This list entry was subjected to a Minor Enhancement to amend the description and sources on the 23 August 2022

ST5773NE
901-1/3/1114

BRISTOL
Clifton
WHITELADIES ROAD
Nos.21 and 23
Broadcasting House

(Formerly Listed as: WHITELADIES ROAD (East side) Nos.21 AND 23 BBC)

04/03/77

GV
II

Pair of attached houses, now office. 1852. Built by JC Lee. Limestone ashlar with lateral stacks and a concrete tile hipped roof. Double-depth plan. Neoclassical style. Each of three storeys and basement; three-window range. A symmetrical front has projecting one-window wings with large Roman Doric porticos, banded ground floor in between, clasping Ionic pilasters to the wings and party wall, frieze, dentil cornice and parapet. The doorways have architraves, an overlight and double three-panel doors; right-hand one is blocked. Architraves, console cornices to the first floor, plate-glass ground-floor sashes, French windows to the middle first floor, and 6/6-pane sashes the rest. A first-floor tented balcony across the middle on stone brackets with wrought-iron railings in oval panels. Left-hand single storey late C19 block is banded, with two windows and a moulded parapet coping.

INTERIOR: entrance halls with dogleg stairs, cast-iron balusters and curtails, modillion cornices and six-panel doors. Nos 21-33 (qv) are linked into a single office.

The British Broadcasting Corporation (BBC) moved into its premises on Whiteladies Road, Bristol, in 1934. Originally providing only West of England services, the studios expanded rapidly with the onset of the Second World War as numerous BBC departments re-located from London. The BBC’s Natural History Unit was established here by Desmond Hawkins. Since the early C20, the BBC has grown into a public service broadcaster of international repute. Aiming to inform, educate and entertain, the BBC plays a prominent role in British life and culture.

▶ [Directives]
(A) Answer these questions from the Broadcasting House listing:
(i) In what year were the houses built, and who built them?
(ii) What kind of stairs do the entrance halls have?
(iii) In what year did the BBC move into its premises on Whiteladies Road?
(B) Write the next part of the Broadcasting House listing, picking up after its final sentence.
The items come from a separate source and have no connection to the Broadcasting House listing.

▶ [Records]
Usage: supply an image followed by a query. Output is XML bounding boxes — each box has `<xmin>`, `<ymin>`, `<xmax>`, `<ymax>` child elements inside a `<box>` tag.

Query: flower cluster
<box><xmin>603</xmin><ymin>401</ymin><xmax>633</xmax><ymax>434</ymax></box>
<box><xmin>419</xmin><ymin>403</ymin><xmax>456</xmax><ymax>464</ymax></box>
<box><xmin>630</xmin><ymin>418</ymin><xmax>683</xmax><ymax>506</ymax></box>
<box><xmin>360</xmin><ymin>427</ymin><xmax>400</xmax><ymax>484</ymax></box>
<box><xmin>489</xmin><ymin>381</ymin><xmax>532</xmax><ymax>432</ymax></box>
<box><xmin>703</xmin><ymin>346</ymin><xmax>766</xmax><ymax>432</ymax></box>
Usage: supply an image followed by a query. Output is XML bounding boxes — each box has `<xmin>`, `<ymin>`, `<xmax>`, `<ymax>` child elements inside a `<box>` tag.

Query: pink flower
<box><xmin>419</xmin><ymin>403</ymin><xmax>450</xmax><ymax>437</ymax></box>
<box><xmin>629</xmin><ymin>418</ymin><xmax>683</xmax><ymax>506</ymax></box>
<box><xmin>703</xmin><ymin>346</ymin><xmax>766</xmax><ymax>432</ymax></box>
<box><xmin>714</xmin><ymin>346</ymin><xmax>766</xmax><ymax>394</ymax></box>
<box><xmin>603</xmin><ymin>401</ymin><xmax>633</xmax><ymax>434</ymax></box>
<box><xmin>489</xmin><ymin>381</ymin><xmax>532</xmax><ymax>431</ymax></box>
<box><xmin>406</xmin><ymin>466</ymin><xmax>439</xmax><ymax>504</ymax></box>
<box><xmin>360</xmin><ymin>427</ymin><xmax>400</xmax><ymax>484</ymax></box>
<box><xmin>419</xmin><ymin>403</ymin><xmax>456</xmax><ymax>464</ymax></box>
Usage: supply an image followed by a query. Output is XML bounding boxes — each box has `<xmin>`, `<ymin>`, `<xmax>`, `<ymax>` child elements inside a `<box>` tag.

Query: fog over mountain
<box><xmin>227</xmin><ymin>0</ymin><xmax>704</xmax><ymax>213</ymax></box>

--

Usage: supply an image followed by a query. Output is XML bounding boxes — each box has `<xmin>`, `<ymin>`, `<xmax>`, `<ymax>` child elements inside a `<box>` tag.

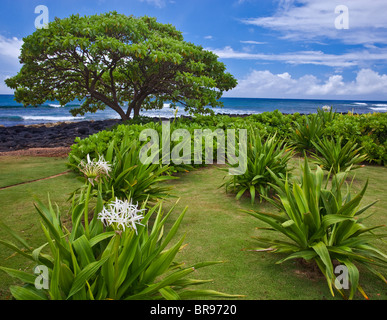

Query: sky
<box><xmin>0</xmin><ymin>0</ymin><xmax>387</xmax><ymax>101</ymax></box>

---

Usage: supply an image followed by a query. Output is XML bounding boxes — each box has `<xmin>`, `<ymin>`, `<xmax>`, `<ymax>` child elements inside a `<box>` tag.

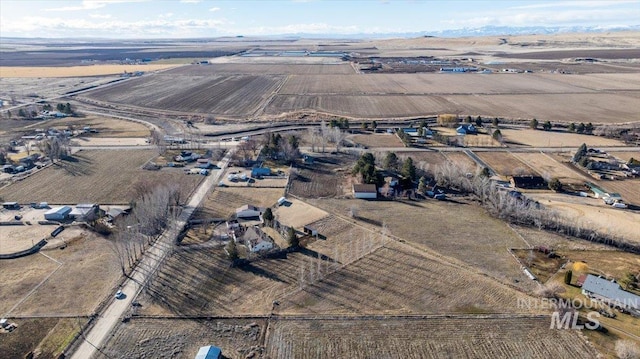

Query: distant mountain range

▶ [Outputs in order]
(A)
(i) 1852, by JC Lee
(ii) Dogleg stairs
(iii) 1934

(B)
The BBC was formed on 18 October 1922 as a Company, with the responsibility to provide a public radio broadcast service in Britain. It is the world’s oldest national broadcaster. The BBC’s first broadcast was a news bulletin on 14 November 1922. At first the daily six hours of news and entertainment programmes reached perhaps only tens of thousands of listeners. The Company’s growing national importance was recognised when it became a public corporation by Royal Charter on 1 January 1927.

Expansion of the BBC’s transmission station network, continuing increases in airtime and growth in the number of people owning a radio set licence meant that, by 1939, BBC programming was listened to in about 75% of British households. The BBC began broadcasting the world’s first regularly-scheduled high-definition television service on 2 November 1936. By the time of the BBC’s centenary in 2022, its radio, television and online services were being used by on average five million adults every minute of the day and night.